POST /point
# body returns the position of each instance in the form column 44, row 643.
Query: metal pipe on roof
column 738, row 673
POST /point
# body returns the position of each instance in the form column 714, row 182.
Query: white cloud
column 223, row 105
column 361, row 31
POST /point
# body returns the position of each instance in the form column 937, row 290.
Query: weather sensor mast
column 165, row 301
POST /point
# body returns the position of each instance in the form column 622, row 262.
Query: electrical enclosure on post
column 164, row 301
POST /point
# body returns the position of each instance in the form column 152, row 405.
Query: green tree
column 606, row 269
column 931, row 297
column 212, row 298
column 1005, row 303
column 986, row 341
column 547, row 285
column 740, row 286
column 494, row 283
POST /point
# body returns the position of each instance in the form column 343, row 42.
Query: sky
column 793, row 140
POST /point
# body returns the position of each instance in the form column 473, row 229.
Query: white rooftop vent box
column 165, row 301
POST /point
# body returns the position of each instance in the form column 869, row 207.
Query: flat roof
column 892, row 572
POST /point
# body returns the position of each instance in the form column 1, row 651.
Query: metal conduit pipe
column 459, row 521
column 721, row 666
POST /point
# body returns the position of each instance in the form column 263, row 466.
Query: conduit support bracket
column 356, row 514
...
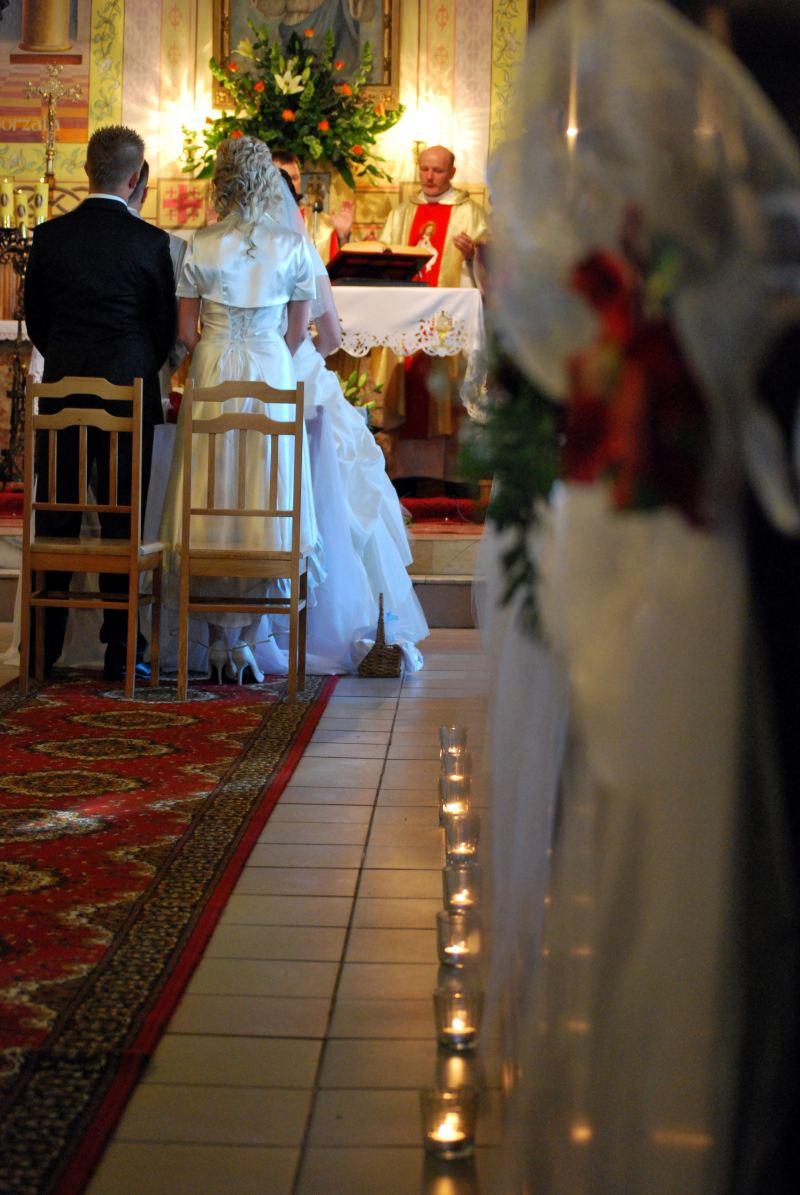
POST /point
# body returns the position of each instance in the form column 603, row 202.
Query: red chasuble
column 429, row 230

What the task requires
Copy every line above that holds the word "returns".

Final answer
# body returns the position of each instance in the form column 44, row 643.
# body returns the position of each instance in the form column 714, row 182.
# body returns the position of each instance in the form column 937, row 290.
# body returns the position of each instance in the form column 622, row 262.
# body returns the position of each instance in the form column 152, row 405.
# body returns the position of each instance in the form column 343, row 42.
# body returns the position of each instance in the form column 473, row 229.
# body returns the position of each instance in the form column 869, row 207.
# body returns the position of each instance in the form column 1, row 651.
# body returns the position of each instance in the form column 263, row 466.
# body returns the position of each instance in the form column 603, row 202.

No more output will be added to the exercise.